Saved data entries:
----
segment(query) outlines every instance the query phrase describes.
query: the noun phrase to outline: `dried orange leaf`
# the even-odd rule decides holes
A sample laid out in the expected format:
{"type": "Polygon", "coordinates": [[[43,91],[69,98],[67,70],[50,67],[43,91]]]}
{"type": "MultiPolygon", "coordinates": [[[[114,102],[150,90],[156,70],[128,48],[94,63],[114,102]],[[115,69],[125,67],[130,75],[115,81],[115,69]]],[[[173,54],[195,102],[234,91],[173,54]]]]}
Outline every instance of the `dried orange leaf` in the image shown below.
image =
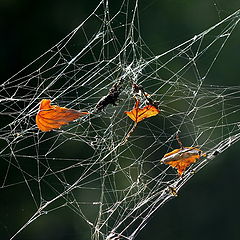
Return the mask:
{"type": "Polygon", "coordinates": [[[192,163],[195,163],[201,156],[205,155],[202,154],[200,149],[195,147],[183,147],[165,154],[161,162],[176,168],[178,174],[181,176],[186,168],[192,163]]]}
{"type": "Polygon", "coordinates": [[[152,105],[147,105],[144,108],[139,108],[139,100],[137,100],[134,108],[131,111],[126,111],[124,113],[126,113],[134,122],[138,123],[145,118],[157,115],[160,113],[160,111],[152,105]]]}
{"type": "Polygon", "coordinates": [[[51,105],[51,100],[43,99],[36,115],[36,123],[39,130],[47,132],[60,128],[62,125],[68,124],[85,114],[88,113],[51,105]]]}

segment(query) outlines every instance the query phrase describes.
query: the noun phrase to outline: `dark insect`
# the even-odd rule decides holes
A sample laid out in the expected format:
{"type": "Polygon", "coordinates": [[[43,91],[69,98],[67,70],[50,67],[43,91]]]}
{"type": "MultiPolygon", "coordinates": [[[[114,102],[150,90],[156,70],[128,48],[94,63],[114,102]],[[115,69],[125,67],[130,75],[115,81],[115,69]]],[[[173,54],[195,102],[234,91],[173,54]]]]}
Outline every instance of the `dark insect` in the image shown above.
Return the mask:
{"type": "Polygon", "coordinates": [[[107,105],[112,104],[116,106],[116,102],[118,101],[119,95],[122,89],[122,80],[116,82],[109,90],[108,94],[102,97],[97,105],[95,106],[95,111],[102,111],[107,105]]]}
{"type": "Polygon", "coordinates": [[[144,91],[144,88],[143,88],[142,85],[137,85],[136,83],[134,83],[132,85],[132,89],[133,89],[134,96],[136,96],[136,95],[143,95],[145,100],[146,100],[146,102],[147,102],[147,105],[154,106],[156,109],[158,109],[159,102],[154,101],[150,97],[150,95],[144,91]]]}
----
The request -> Extract each line from the items above that contains the word "dark". Treat uppercase and lowercase letters as different.

Output of the task ->
query: the noun phrase to outline: `dark insect`
Outline every instance of the `dark insect` in the image shown above.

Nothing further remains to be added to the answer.